Year 727 (DCCXXVII) was a common year starting on Wednesday of the Julian calendar. The denomination 727 for this year has been used since the early medieval period, when the Anno Domini calendar era became the prevalent method in Europe for naming years.

== Events ==

=== By place ===
==== Byzantine Empire ====
- A revolt breaks out in Greece against the religious policies of Emperor Leo III (see 726). A rebel fleet under Agallianos Kontoskeles sets out for Constantinople with Kosmas, an anti-emperor, but is destroyed by the Byzantine fleet through the use of Greek fire.
- Siege of Nicaea: Muslim forces under Mu'awiya ibn Hisham (son of Umayyad caliph Hisham ibn Abd al-Malik) penetrate deep into Asia Minor, and sack the fortress city of Gangra, but unsuccessfully lay siege to Nicaea (northwestern Anatolia).

==== Europe ====
- A revolt breaks out in Italy against Leo's Iconoclasm; this results in the independence of the Exarchate of Ravenna, after part of a Byzantine invasion force is lost in a storm in the Adriatic Sea, and the remainder of Byzantine troops are repulsed.
- King Liutprand takes advantage of the anti-imperial turmoil. He conquers Bologna and other cities beyond the Po River (Northern Italy). The Lombards take "Classis", the strategic seaport of Ravenna, and overrun the Pentapolis.

==== Egypt ====
- Egyptian military commander Abd al-Malik ibn Rifa'a al-Fahmi is appointed for a second term as the governor of Egypt for the Umayyad Caliphate.

==== Asia ====
- Arab–Khazar War: The Khazars drive back the Muslim invasion, led by Maslama ibn Abd al-Malik, into Mesopotamia. Reinforced with Syrian troops, Maslama counterattacks and takes Georgia, establishing the northern frontier on the Caucasus.

==== Central America ====
- January 6 - Ucha'an K'in B'alam becomes the new ruler of the Mayan city state at Dos Pilas in Guatemala after the death of Itzamnaaj K'awiil and reigns until 741.

===============

Reproduce the part of the year 727 text that begins at the words "- King Liutprand" and stops after the words "overrun the Pentapolis.". Rely only on the text itself, without outside knowledge.

Data supplied>
===============

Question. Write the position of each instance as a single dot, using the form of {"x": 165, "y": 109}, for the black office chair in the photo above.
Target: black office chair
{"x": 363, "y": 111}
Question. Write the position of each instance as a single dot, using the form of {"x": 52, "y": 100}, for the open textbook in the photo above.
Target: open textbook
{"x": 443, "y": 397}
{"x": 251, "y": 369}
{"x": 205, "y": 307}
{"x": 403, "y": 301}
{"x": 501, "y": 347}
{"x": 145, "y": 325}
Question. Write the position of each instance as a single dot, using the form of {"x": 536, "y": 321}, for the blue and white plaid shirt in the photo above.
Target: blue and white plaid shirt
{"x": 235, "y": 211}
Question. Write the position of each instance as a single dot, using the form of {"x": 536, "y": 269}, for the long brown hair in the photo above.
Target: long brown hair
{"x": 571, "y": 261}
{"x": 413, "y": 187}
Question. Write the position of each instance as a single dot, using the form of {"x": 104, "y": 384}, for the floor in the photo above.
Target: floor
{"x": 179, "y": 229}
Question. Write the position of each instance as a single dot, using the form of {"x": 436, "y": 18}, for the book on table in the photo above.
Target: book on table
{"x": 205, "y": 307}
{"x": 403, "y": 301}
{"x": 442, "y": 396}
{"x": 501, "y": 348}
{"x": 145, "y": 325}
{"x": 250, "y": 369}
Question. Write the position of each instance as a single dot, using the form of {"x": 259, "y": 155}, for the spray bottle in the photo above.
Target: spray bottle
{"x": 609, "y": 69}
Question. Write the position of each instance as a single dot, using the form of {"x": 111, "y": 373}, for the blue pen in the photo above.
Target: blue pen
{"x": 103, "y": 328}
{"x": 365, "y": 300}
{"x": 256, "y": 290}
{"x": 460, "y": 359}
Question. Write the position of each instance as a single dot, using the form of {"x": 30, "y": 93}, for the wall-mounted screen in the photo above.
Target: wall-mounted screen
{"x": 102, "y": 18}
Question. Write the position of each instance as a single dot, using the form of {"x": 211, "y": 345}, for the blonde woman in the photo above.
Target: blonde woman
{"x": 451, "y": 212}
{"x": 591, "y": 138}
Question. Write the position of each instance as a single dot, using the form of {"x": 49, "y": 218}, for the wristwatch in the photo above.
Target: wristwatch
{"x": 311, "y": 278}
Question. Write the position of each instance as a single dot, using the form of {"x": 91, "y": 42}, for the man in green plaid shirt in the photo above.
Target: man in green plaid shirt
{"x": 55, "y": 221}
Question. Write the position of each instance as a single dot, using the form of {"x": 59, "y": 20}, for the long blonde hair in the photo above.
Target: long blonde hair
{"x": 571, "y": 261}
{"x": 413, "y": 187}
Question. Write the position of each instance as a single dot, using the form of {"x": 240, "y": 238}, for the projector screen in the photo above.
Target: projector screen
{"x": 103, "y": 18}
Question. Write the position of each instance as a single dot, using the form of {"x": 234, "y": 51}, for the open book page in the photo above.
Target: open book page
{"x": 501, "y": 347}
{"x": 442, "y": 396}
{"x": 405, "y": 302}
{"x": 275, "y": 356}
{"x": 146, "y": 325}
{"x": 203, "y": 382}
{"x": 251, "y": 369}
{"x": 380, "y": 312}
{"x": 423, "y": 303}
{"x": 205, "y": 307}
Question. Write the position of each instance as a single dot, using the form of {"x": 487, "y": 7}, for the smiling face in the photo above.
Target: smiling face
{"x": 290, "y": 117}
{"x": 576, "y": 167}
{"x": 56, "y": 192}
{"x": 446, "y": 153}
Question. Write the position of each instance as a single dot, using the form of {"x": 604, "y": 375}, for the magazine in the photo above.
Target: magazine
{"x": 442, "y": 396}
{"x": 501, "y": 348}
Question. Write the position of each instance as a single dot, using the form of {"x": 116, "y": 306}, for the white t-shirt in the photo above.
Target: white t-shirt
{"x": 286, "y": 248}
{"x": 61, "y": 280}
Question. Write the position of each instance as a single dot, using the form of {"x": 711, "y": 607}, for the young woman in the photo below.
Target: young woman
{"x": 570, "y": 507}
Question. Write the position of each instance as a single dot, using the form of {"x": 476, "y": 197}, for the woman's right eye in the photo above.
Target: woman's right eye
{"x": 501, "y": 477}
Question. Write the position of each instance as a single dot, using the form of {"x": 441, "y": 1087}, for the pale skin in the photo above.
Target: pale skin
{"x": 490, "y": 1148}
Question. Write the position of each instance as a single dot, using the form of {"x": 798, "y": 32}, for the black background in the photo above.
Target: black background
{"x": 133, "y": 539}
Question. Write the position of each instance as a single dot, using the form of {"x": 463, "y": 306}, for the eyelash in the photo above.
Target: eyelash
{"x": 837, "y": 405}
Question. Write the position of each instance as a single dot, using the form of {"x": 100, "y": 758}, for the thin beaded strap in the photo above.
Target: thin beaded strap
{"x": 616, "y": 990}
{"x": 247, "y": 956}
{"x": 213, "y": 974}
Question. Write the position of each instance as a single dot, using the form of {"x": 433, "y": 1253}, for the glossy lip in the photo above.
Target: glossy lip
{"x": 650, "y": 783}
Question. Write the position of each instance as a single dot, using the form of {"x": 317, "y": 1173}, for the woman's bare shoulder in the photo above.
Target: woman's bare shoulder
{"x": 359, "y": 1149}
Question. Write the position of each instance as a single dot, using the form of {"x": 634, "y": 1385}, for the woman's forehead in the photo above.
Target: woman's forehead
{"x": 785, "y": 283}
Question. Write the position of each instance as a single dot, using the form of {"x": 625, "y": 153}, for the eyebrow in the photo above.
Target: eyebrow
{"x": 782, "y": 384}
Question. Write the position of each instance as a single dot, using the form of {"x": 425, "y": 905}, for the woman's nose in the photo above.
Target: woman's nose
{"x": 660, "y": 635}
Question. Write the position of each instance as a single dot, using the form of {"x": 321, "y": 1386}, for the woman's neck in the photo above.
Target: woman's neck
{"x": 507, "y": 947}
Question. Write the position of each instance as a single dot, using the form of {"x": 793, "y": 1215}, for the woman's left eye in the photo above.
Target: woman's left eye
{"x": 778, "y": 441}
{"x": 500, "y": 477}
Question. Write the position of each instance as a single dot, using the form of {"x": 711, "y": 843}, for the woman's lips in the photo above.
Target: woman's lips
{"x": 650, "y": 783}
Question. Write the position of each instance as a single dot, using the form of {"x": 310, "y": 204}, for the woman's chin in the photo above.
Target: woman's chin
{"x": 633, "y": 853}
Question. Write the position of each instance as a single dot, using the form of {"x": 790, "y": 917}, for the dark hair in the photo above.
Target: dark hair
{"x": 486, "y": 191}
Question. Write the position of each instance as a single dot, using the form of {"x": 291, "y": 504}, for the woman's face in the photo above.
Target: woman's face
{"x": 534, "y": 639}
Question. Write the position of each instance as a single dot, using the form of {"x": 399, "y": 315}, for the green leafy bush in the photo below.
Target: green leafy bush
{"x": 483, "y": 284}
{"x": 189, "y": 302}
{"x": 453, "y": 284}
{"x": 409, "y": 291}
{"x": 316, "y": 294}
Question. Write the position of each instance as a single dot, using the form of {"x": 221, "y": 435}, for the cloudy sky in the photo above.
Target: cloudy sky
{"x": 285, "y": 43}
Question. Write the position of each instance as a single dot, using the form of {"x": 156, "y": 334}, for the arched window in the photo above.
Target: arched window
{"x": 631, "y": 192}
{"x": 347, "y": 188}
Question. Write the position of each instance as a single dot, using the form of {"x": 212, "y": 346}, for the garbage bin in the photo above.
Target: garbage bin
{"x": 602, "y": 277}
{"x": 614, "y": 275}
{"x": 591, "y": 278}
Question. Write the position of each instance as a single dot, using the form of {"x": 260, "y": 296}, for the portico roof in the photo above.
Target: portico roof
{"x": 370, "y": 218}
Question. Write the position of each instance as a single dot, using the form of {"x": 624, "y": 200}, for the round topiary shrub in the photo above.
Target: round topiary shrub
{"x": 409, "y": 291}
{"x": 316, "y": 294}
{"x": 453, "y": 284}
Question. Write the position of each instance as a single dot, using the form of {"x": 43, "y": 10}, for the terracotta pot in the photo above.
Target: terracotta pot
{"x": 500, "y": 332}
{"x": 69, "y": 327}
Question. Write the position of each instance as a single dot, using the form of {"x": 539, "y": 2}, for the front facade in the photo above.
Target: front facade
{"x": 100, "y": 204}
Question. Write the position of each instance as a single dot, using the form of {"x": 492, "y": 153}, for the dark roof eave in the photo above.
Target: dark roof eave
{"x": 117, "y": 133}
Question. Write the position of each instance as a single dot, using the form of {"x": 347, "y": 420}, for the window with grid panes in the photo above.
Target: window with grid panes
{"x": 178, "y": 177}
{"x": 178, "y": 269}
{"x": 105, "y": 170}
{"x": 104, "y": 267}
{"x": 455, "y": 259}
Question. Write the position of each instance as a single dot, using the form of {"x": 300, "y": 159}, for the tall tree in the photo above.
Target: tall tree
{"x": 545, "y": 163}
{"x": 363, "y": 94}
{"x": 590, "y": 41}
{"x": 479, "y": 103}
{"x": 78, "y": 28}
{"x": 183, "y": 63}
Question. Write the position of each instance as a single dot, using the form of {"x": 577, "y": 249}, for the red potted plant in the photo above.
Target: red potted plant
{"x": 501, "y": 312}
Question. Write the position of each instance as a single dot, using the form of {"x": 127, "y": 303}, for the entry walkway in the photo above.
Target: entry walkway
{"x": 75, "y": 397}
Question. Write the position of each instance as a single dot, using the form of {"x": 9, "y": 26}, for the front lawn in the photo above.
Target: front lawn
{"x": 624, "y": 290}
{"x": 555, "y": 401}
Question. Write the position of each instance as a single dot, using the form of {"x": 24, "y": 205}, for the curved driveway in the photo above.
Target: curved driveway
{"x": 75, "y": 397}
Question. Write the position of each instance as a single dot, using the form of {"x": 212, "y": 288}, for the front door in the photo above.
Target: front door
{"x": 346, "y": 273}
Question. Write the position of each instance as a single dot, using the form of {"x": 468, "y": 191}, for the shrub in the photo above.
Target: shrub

===============

Exercise output>
- King Liutprand takes advantage of the anti-imperial turmoil. He conquers Bologna and other cities beyond the Po River (Northern Italy). The Lombards take "Classis", the strategic seaport of Ravenna, and overrun the Pentapolis.